Transfer the rows starting at the one that contains "Target: blue stadium seat" and ending at the final row, keeping the requests, and add -123 to every coordinate in the answers.

+++

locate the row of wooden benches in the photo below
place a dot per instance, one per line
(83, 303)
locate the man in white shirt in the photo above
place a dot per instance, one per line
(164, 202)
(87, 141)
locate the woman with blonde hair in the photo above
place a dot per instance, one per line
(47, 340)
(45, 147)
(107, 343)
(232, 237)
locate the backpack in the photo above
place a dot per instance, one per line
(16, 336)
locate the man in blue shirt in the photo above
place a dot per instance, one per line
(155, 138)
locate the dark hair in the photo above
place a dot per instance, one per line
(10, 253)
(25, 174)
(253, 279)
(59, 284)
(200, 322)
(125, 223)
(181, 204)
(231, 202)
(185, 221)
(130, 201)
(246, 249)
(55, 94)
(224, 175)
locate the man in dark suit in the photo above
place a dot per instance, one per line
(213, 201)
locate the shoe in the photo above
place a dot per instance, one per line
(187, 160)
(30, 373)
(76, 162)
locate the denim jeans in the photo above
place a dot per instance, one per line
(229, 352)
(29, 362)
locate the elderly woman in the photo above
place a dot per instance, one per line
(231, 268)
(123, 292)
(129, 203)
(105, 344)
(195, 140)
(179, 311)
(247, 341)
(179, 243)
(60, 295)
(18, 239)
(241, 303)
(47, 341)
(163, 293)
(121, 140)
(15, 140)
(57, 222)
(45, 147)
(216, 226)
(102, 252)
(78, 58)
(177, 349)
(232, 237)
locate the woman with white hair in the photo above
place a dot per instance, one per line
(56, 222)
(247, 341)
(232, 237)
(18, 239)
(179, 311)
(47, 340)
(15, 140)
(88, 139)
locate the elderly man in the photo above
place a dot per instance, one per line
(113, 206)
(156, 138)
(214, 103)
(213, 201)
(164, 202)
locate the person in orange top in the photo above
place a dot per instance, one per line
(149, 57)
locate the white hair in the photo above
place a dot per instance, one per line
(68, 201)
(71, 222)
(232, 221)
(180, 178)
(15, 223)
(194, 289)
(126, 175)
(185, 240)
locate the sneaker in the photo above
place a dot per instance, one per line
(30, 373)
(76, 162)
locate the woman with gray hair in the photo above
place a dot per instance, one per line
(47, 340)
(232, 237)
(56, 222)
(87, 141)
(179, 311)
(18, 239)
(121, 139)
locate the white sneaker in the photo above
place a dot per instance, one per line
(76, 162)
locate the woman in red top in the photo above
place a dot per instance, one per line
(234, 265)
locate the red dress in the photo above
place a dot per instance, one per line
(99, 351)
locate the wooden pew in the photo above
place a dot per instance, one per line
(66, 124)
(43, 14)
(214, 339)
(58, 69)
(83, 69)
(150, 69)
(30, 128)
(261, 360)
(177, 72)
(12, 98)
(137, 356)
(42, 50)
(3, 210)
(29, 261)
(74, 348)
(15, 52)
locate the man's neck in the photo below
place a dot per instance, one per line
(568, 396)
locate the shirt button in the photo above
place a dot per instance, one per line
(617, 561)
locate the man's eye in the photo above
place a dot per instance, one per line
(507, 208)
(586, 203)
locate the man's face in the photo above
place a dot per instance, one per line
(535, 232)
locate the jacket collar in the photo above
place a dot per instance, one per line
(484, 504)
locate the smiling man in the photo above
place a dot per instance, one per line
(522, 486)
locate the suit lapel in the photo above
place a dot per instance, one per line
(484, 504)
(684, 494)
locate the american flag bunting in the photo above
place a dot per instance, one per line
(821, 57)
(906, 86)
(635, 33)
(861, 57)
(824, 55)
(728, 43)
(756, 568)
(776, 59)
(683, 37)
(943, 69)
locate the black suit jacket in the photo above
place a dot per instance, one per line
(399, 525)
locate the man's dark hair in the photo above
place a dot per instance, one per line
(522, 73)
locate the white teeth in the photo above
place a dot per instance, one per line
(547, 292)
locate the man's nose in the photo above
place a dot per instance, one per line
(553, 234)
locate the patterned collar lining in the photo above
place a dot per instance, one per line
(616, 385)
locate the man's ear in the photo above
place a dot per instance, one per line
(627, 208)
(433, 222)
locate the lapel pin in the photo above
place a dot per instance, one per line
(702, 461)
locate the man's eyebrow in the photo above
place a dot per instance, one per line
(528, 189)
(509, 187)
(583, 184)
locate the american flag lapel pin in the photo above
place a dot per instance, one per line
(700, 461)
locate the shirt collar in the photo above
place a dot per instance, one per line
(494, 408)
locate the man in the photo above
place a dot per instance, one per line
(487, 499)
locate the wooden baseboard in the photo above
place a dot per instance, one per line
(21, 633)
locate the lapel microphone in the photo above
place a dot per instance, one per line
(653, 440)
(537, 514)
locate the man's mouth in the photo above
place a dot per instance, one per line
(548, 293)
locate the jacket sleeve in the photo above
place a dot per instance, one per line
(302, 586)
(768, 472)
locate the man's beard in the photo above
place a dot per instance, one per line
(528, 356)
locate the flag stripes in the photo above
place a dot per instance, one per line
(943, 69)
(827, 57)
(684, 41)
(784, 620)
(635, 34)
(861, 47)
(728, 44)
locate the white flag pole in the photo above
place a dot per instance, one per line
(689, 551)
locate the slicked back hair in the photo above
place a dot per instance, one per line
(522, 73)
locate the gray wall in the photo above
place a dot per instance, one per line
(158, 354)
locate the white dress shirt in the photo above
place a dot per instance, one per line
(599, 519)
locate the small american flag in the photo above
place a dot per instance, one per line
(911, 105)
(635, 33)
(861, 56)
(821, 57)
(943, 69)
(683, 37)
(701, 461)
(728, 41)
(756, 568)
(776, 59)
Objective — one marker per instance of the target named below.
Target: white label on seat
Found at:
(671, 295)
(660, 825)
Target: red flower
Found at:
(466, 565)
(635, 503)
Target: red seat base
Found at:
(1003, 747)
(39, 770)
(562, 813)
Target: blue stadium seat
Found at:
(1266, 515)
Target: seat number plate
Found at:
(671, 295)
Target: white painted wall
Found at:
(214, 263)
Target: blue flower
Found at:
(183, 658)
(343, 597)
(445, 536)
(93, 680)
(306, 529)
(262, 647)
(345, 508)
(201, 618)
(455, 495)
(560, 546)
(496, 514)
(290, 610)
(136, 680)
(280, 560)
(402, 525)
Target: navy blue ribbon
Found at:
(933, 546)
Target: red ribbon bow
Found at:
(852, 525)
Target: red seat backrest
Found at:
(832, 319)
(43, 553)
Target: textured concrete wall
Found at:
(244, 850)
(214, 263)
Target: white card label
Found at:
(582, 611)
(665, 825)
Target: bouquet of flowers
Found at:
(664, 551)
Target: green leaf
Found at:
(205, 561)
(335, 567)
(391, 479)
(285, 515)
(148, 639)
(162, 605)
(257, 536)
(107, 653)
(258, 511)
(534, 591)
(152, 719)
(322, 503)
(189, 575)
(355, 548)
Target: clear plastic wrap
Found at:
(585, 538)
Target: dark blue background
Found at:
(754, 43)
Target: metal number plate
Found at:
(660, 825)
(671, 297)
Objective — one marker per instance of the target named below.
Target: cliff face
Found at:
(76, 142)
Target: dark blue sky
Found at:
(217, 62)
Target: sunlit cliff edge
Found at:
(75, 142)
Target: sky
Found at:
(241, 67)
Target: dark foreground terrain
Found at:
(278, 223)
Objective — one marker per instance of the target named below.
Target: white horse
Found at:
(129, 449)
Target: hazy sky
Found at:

+++

Exercise result
Target: blue stadium seat
Found at:
(1143, 392)
Target: seat number plate
Found at:
(548, 172)
Target: white painted wall
Found at:
(91, 140)
Target: blue flower
Found at:
(60, 535)
(220, 474)
(322, 413)
(-30, 557)
(183, 406)
(139, 524)
(222, 385)
(78, 495)
(332, 372)
(437, 423)
(373, 391)
(167, 487)
(13, 557)
(157, 437)
(279, 402)
Target: navy blue ribbon
Found at:
(810, 423)
Target: red ribbon bow
Found at:
(729, 402)
Target: red seat backrest
Found at:
(709, 196)
(-80, 430)
Target: textured concrete wall
Found at:
(121, 727)
(91, 140)
Target: white card label
Found at:
(459, 488)
(542, 702)
Target: bouquet of flowers
Found at:
(541, 428)
Target: green leaf
Found at:
(82, 438)
(212, 444)
(268, 356)
(162, 392)
(25, 516)
(39, 482)
(134, 413)
(-16, 530)
(135, 388)
(411, 468)
(29, 596)
(199, 380)
(66, 452)
(232, 425)
Target: clear plastic wrap
Found at:
(462, 415)
Target: dark blue background
Found at:
(631, -80)
Target: metal number plate
Found at:
(537, 702)
(548, 174)
Objective — one marker per instance of the target named below.
Target: cliff face
Found at:
(-47, 19)
Target: dark blue sky
Found at:
(94, -61)
Target: sunlit cliff edge
Found at:
(-48, 19)
Target: sky
Found at:
(118, -56)
Target: dark foreground terrain
Found at:
(155, 100)
Objective — one marker per instance of the target named below.
Target: white horse
Found at:
(6, 326)
Target: hazy sky
Found at:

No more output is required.